◆ Trecho da página
----
Se a primeira parte deste artigo1 buscou iluminar a dimensão esquecida da escravidão africana sob o Islã, agora nos voltamos para outra página obscurecida da história: a escravidão de cristãos europeus por muçulmanos do Norte da África. Robert Davis, em Escravos Cristãos, Senhores Muçulmanos, expõe essa realidade com profundidade e detalhamento, contribuindo para uma visão mais equilibrada da história da escravidão.
Os corsários da Barbária e o cativeiro cristão
Entre os séculos XVI e XIX, milhares de europeus cristãos foram capturados por piratas muçulmanos — os corsários da Barbária — e vendidos como escravos nos mercados de Argel, Túnis, Trípoli e Marrocos. Estima-se que entre 1 e 1,25 milhão de europeus tenham sido escravizados nesse período.
----
◆ Trechos dos registros
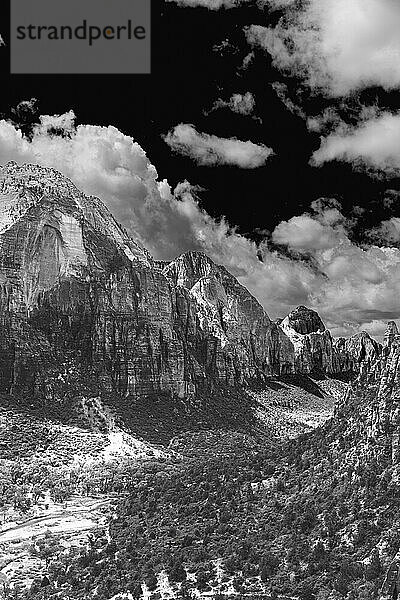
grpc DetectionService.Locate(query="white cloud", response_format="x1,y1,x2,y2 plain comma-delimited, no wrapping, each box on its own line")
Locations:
----
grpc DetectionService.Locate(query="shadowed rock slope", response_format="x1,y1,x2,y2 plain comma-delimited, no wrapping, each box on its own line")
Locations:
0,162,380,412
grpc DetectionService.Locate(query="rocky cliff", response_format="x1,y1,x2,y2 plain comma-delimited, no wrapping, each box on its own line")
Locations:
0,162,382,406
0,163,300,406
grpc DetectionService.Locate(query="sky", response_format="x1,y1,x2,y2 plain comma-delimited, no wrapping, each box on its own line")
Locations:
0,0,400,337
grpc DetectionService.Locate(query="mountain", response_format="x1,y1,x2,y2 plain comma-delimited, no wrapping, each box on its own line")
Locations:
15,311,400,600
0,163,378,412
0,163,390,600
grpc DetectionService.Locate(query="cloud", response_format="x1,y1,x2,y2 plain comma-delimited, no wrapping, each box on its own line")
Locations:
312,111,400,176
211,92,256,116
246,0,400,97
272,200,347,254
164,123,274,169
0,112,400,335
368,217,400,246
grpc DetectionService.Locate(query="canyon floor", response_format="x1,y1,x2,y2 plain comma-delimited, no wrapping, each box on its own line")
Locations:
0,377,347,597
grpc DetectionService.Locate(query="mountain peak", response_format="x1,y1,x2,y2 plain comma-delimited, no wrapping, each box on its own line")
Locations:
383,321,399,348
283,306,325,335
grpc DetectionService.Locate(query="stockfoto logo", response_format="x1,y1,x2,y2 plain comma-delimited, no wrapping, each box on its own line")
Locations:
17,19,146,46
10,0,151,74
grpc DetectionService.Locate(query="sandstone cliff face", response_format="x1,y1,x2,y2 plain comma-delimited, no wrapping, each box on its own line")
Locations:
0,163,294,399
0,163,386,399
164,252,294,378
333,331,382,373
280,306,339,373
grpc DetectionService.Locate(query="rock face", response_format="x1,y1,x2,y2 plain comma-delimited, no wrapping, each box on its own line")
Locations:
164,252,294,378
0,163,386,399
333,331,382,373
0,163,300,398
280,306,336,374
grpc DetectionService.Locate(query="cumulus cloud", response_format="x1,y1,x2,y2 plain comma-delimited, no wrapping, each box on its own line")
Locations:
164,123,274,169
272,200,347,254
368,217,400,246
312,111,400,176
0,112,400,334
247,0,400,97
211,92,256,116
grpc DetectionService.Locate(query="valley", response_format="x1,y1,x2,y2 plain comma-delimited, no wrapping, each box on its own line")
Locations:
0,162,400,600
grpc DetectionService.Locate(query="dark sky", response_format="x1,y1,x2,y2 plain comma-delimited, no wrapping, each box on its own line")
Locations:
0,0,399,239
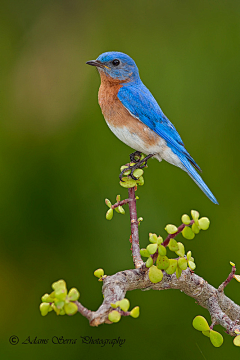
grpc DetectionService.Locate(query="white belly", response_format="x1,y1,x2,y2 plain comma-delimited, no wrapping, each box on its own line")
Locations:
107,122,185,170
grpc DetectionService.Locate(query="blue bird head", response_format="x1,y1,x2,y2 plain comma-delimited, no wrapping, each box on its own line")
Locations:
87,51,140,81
----
Reproduza integralmente e sem nenhuma alteração o trecho sobre a escravidão de cristãos europeus por muçulmanos do Norte da África. Os registros provêm de uma fonte diferente da do trecho.

Se a primeira parte deste artigo1 buscou iluminar a dimensão esquecida da escravidão africana sob o Islã, agora nos voltamos para outra página obscurecida da história: a escravidão de cristãos europeus por muçulmanos do Norte da África. Robert Davis, em Escravos Cristãos, Senhores Muçulmanos, expõe essa realidade com profundidade e detalhamento, contribuindo para uma visão mais equilibrada da história da escravidão.
Os corsários da Barbária e o cativeiro cristão
Entre os séculos XVI e XIX, milhares de europeus cristãos foram capturados por piratas muçulmanos — os corsários da Barbária — e vendidos como escravos nos mercados de Argel, Túnis, Trípoli e Marrocos. Estima-se que entre 1 e 1,25 milhão de europeus tenham sido escravizados nesse período.